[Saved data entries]

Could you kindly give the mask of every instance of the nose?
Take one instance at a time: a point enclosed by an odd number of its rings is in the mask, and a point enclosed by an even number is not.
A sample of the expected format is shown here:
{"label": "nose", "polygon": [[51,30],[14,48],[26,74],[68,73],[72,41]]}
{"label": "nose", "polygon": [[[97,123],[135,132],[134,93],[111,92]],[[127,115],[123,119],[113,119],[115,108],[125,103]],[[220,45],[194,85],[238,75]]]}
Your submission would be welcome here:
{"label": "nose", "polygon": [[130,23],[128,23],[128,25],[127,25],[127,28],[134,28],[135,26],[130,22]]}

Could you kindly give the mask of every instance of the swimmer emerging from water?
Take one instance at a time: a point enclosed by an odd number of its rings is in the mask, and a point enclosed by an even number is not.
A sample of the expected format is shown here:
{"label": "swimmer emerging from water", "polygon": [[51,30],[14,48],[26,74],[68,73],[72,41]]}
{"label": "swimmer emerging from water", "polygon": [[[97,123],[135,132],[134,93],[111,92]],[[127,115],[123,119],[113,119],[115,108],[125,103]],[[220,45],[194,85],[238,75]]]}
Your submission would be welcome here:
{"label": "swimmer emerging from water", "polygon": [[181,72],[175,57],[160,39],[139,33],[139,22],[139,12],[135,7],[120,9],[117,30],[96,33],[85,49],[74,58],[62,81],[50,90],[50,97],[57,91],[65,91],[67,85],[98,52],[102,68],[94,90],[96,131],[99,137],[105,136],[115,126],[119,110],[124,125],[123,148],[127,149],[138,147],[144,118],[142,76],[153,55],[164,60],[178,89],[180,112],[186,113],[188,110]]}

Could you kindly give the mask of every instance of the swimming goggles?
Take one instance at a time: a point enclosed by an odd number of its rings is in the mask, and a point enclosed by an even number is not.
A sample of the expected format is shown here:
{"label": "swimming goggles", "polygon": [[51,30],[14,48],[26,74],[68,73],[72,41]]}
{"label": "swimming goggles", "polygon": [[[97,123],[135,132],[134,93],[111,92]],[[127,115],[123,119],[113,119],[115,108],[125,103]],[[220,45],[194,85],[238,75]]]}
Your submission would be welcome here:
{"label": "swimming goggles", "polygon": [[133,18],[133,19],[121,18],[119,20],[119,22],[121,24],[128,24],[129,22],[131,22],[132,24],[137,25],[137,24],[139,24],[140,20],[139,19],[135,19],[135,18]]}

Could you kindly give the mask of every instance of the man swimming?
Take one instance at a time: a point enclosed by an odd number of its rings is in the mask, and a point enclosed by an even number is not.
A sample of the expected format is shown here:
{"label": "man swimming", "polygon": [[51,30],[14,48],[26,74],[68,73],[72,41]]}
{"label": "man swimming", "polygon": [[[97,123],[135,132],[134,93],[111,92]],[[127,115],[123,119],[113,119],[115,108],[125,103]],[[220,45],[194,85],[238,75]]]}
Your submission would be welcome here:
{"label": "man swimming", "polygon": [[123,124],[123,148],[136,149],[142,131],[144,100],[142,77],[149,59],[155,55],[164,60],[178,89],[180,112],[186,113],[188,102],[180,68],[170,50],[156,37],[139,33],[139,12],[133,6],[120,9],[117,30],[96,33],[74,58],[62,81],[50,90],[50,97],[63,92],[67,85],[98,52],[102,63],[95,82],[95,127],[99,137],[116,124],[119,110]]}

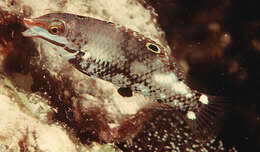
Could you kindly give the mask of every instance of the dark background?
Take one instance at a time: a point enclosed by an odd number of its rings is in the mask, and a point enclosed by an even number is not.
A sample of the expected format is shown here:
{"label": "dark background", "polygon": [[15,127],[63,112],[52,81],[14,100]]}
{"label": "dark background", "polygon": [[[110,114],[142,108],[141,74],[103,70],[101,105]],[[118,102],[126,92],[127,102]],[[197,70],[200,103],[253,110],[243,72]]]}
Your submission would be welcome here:
{"label": "dark background", "polygon": [[257,0],[146,0],[189,84],[229,97],[220,137],[226,147],[260,151],[260,5]]}

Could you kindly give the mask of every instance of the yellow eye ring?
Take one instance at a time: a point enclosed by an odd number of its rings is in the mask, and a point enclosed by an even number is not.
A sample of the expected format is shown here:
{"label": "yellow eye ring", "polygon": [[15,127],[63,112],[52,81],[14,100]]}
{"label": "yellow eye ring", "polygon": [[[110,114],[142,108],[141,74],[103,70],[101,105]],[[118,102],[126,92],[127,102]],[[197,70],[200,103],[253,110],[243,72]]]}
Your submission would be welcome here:
{"label": "yellow eye ring", "polygon": [[156,54],[159,54],[159,53],[161,53],[161,50],[160,50],[160,48],[159,48],[159,46],[157,46],[156,44],[153,44],[153,43],[146,43],[146,48],[149,50],[149,51],[151,51],[151,52],[153,52],[153,53],[156,53]]}
{"label": "yellow eye ring", "polygon": [[49,32],[51,33],[51,34],[58,34],[59,33],[59,27],[58,26],[51,26],[51,27],[49,27]]}
{"label": "yellow eye ring", "polygon": [[64,31],[65,31],[64,29],[65,29],[65,26],[61,21],[54,21],[48,27],[48,31],[53,35],[64,33]]}

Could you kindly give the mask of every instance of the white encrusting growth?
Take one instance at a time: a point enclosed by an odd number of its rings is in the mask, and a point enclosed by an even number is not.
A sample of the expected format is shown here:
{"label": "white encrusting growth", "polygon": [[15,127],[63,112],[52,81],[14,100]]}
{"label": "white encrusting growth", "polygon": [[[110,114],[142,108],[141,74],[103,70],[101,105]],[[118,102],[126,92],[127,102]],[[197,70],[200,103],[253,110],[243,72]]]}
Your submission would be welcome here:
{"label": "white encrusting growth", "polygon": [[196,114],[193,111],[188,111],[186,115],[191,120],[195,120],[196,119]]}
{"label": "white encrusting growth", "polygon": [[209,100],[208,100],[208,97],[204,94],[202,94],[199,98],[199,101],[203,104],[208,104],[209,103]]}

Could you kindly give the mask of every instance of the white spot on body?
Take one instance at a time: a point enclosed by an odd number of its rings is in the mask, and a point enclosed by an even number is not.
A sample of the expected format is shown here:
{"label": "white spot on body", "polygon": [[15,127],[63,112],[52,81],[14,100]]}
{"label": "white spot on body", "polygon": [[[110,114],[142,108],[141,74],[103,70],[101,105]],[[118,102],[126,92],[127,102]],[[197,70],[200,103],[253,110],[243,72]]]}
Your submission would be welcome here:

WHAT IS REQUIRED »
Among the lines above, return each one holding the string "body".

TASK RESPONSE »
Could you kindly give the mask of every instance of the white spot on body?
{"label": "white spot on body", "polygon": [[15,127],[63,112],[52,81],[14,100]]}
{"label": "white spot on body", "polygon": [[[110,114],[142,108],[141,74],[103,70],[101,105]],[[118,102],[126,92],[127,102]],[[197,70],[200,103],[253,110],[243,72]]]}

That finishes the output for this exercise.